● **ORIENTAÇÃO**: Reúna, copiando-as, todas as linhas dos registros em que aparece a palavra "benz".

● **DADOS DE ENTRADA**:
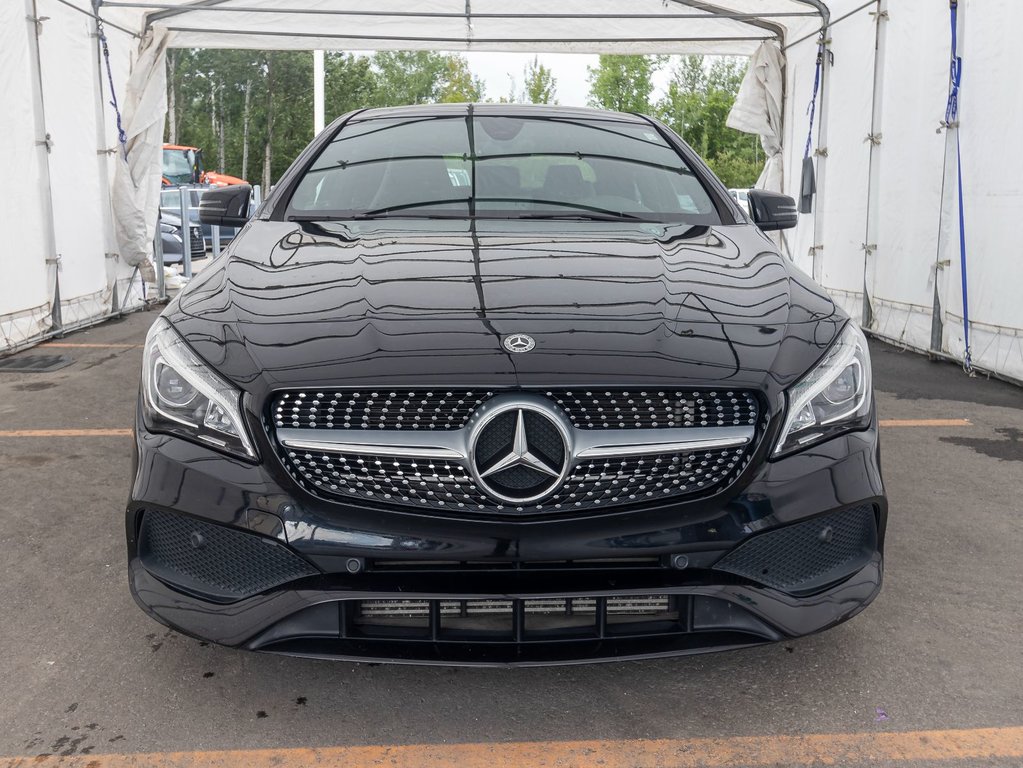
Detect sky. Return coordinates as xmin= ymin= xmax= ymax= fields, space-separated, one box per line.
xmin=463 ymin=52 xmax=671 ymax=106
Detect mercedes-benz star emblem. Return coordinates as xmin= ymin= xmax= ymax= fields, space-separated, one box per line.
xmin=471 ymin=400 xmax=570 ymax=504
xmin=503 ymin=333 xmax=536 ymax=352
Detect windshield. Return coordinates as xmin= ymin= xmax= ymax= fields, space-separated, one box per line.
xmin=164 ymin=149 xmax=192 ymax=184
xmin=288 ymin=116 xmax=720 ymax=224
xmin=160 ymin=188 xmax=206 ymax=211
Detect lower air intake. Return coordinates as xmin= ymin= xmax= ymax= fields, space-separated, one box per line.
xmin=138 ymin=509 xmax=319 ymax=602
xmin=714 ymin=504 xmax=878 ymax=595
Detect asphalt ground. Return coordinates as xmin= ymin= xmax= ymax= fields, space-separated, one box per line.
xmin=0 ymin=312 xmax=1023 ymax=768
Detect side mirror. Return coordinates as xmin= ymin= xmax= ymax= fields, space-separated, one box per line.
xmin=750 ymin=189 xmax=799 ymax=232
xmin=198 ymin=184 xmax=253 ymax=227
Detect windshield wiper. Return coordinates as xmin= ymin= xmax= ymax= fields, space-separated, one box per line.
xmin=351 ymin=197 xmax=469 ymax=219
xmin=509 ymin=212 xmax=648 ymax=222
xmin=476 ymin=197 xmax=657 ymax=224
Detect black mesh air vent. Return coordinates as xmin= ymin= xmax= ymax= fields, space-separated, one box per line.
xmin=714 ymin=504 xmax=878 ymax=593
xmin=139 ymin=509 xmax=318 ymax=600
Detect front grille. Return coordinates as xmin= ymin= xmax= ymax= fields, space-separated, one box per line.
xmin=139 ymin=509 xmax=318 ymax=600
xmin=714 ymin=504 xmax=878 ymax=594
xmin=267 ymin=388 xmax=764 ymax=515
xmin=285 ymin=447 xmax=750 ymax=514
xmin=545 ymin=388 xmax=759 ymax=430
xmin=270 ymin=390 xmax=493 ymax=430
xmin=270 ymin=389 xmax=759 ymax=430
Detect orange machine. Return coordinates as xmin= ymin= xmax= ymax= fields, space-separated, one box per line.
xmin=164 ymin=144 xmax=249 ymax=187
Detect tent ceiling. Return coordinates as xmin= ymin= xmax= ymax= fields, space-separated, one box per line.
xmin=99 ymin=0 xmax=828 ymax=54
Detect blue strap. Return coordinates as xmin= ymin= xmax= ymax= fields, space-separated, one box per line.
xmin=803 ymin=32 xmax=825 ymax=160
xmin=945 ymin=0 xmax=973 ymax=373
xmin=96 ymin=20 xmax=128 ymax=160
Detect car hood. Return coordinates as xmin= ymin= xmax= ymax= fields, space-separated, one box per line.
xmin=166 ymin=221 xmax=846 ymax=402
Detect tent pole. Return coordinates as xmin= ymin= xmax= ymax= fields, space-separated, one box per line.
xmin=25 ymin=0 xmax=63 ymax=333
xmin=313 ymin=50 xmax=324 ymax=136
xmin=861 ymin=0 xmax=888 ymax=327
xmin=93 ymin=0 xmax=123 ymax=319
xmin=812 ymin=27 xmax=831 ymax=282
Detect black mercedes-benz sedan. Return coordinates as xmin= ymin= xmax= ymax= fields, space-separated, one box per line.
xmin=126 ymin=104 xmax=887 ymax=665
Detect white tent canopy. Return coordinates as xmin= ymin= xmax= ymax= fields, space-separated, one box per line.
xmin=109 ymin=0 xmax=828 ymax=54
xmin=0 ymin=0 xmax=1023 ymax=379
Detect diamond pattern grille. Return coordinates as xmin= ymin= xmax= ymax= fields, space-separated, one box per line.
xmin=268 ymin=389 xmax=763 ymax=514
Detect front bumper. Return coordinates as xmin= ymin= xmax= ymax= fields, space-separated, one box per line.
xmin=126 ymin=425 xmax=887 ymax=665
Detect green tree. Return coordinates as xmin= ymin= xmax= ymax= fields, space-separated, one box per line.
xmin=655 ymin=56 xmax=763 ymax=187
xmin=437 ymin=55 xmax=484 ymax=104
xmin=372 ymin=51 xmax=448 ymax=106
xmin=586 ymin=54 xmax=661 ymax=114
xmin=323 ymin=51 xmax=377 ymax=118
xmin=513 ymin=56 xmax=558 ymax=104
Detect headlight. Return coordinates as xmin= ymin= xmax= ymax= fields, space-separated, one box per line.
xmin=142 ymin=319 xmax=258 ymax=459
xmin=773 ymin=321 xmax=872 ymax=456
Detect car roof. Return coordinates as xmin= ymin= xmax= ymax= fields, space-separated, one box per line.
xmin=343 ymin=103 xmax=647 ymax=123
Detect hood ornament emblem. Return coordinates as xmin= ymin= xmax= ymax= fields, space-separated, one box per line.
xmin=501 ymin=333 xmax=536 ymax=353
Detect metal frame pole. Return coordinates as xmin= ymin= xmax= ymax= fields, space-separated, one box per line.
xmin=152 ymin=208 xmax=167 ymax=300
xmin=178 ymin=187 xmax=191 ymax=280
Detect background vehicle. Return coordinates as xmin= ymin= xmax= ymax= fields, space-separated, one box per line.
xmin=160 ymin=211 xmax=206 ymax=264
xmin=164 ymin=144 xmax=249 ymax=187
xmin=160 ymin=186 xmax=238 ymax=251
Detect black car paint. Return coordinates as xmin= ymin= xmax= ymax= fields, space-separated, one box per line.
xmin=126 ymin=107 xmax=887 ymax=661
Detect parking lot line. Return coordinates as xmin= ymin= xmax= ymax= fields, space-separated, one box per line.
xmin=0 ymin=727 xmax=1023 ymax=768
xmin=42 ymin=342 xmax=142 ymax=350
xmin=0 ymin=430 xmax=132 ymax=438
xmin=878 ymin=418 xmax=973 ymax=426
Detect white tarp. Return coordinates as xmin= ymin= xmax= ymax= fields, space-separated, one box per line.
xmin=113 ymin=29 xmax=167 ymax=281
xmin=726 ymin=40 xmax=785 ymax=192
xmin=0 ymin=0 xmax=142 ymax=353
xmin=0 ymin=0 xmax=1023 ymax=379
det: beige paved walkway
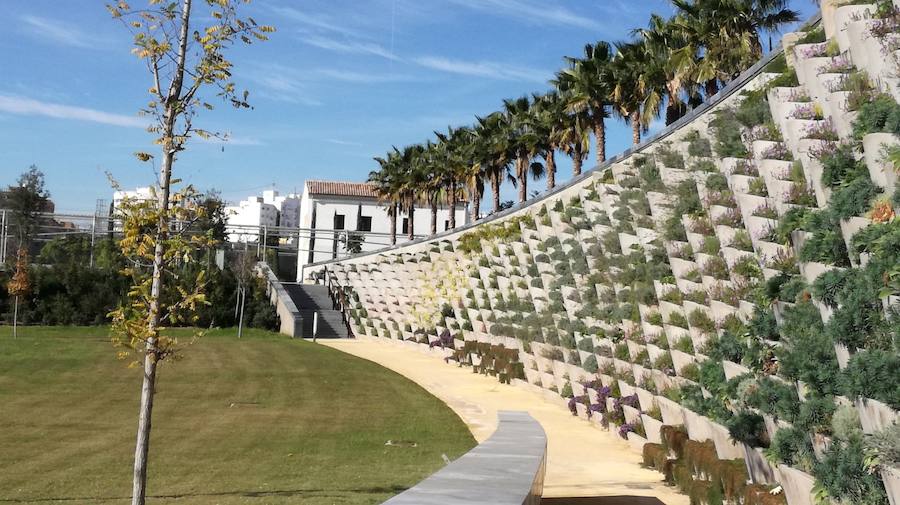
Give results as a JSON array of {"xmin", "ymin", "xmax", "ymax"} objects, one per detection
[{"xmin": 319, "ymin": 338, "xmax": 688, "ymax": 505}]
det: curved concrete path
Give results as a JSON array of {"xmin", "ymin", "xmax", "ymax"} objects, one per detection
[{"xmin": 319, "ymin": 337, "xmax": 689, "ymax": 505}]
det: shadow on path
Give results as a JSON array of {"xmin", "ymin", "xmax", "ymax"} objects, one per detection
[
  {"xmin": 0, "ymin": 485, "xmax": 408, "ymax": 503},
  {"xmin": 541, "ymin": 496, "xmax": 665, "ymax": 505}
]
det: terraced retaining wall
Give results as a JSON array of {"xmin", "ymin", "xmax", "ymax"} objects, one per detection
[{"xmin": 307, "ymin": 2, "xmax": 900, "ymax": 505}]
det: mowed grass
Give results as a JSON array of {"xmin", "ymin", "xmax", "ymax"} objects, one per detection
[{"xmin": 0, "ymin": 327, "xmax": 475, "ymax": 504}]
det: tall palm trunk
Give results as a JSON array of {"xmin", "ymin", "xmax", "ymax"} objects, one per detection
[
  {"xmin": 572, "ymin": 143, "xmax": 584, "ymax": 177},
  {"xmin": 388, "ymin": 202, "xmax": 397, "ymax": 245},
  {"xmin": 491, "ymin": 171, "xmax": 500, "ymax": 212},
  {"xmin": 544, "ymin": 150, "xmax": 556, "ymax": 191},
  {"xmin": 406, "ymin": 198, "xmax": 416, "ymax": 240},
  {"xmin": 594, "ymin": 117, "xmax": 606, "ymax": 166},
  {"xmin": 431, "ymin": 195, "xmax": 437, "ymax": 235},
  {"xmin": 471, "ymin": 183, "xmax": 482, "ymax": 223},
  {"xmin": 516, "ymin": 156, "xmax": 528, "ymax": 203},
  {"xmin": 628, "ymin": 110, "xmax": 641, "ymax": 145},
  {"xmin": 449, "ymin": 182, "xmax": 456, "ymax": 230}
]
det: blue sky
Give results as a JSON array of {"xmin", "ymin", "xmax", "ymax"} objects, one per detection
[{"xmin": 0, "ymin": 0, "xmax": 812, "ymax": 211}]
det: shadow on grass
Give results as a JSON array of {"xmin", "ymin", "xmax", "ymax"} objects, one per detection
[
  {"xmin": 541, "ymin": 496, "xmax": 665, "ymax": 505},
  {"xmin": 0, "ymin": 486, "xmax": 408, "ymax": 503}
]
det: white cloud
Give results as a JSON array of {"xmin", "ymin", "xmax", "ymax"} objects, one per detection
[
  {"xmin": 325, "ymin": 139, "xmax": 362, "ymax": 147},
  {"xmin": 200, "ymin": 134, "xmax": 265, "ymax": 146},
  {"xmin": 247, "ymin": 64, "xmax": 322, "ymax": 106},
  {"xmin": 0, "ymin": 94, "xmax": 149, "ymax": 128},
  {"xmin": 301, "ymin": 35, "xmax": 398, "ymax": 60},
  {"xmin": 21, "ymin": 15, "xmax": 98, "ymax": 49},
  {"xmin": 414, "ymin": 56, "xmax": 550, "ymax": 83},
  {"xmin": 272, "ymin": 7, "xmax": 360, "ymax": 37},
  {"xmin": 311, "ymin": 68, "xmax": 416, "ymax": 84},
  {"xmin": 442, "ymin": 0, "xmax": 601, "ymax": 30}
]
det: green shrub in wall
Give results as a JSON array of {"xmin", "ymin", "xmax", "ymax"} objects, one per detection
[
  {"xmin": 841, "ymin": 349, "xmax": 900, "ymax": 410},
  {"xmin": 812, "ymin": 436, "xmax": 888, "ymax": 505},
  {"xmin": 684, "ymin": 130, "xmax": 712, "ymax": 157},
  {"xmin": 776, "ymin": 301, "xmax": 841, "ymax": 395},
  {"xmin": 829, "ymin": 172, "xmax": 881, "ymax": 219},
  {"xmin": 825, "ymin": 272, "xmax": 897, "ymax": 350},
  {"xmin": 864, "ymin": 423, "xmax": 900, "ymax": 468},
  {"xmin": 725, "ymin": 411, "xmax": 769, "ymax": 447},
  {"xmin": 799, "ymin": 210, "xmax": 850, "ymax": 267},
  {"xmin": 853, "ymin": 94, "xmax": 900, "ymax": 140},
  {"xmin": 765, "ymin": 426, "xmax": 815, "ymax": 472},
  {"xmin": 734, "ymin": 90, "xmax": 772, "ymax": 128},
  {"xmin": 747, "ymin": 377, "xmax": 800, "ymax": 422},
  {"xmin": 794, "ymin": 395, "xmax": 837, "ymax": 435},
  {"xmin": 709, "ymin": 109, "xmax": 749, "ymax": 158}
]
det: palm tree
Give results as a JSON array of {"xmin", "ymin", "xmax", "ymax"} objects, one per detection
[
  {"xmin": 416, "ymin": 140, "xmax": 447, "ymax": 235},
  {"xmin": 551, "ymin": 41, "xmax": 613, "ymax": 165},
  {"xmin": 610, "ymin": 41, "xmax": 649, "ymax": 145},
  {"xmin": 503, "ymin": 96, "xmax": 544, "ymax": 203},
  {"xmin": 474, "ymin": 112, "xmax": 516, "ymax": 212},
  {"xmin": 398, "ymin": 144, "xmax": 425, "ymax": 240},
  {"xmin": 672, "ymin": 0, "xmax": 799, "ymax": 96},
  {"xmin": 369, "ymin": 147, "xmax": 402, "ymax": 245},
  {"xmin": 434, "ymin": 126, "xmax": 472, "ymax": 229},
  {"xmin": 532, "ymin": 91, "xmax": 572, "ymax": 191},
  {"xmin": 633, "ymin": 14, "xmax": 698, "ymax": 125}
]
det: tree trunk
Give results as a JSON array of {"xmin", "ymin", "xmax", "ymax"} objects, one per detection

● **RESULTADO FINAL**:
Detect mercedes-benz star emblem. Return coordinates as xmin= ymin= xmax= ymax= fields, space-separated, one box per line.
Detect black mercedes-benz sedan. Return coordinates as xmin= ymin= xmax= ymax= fields, space-separated, one box per line.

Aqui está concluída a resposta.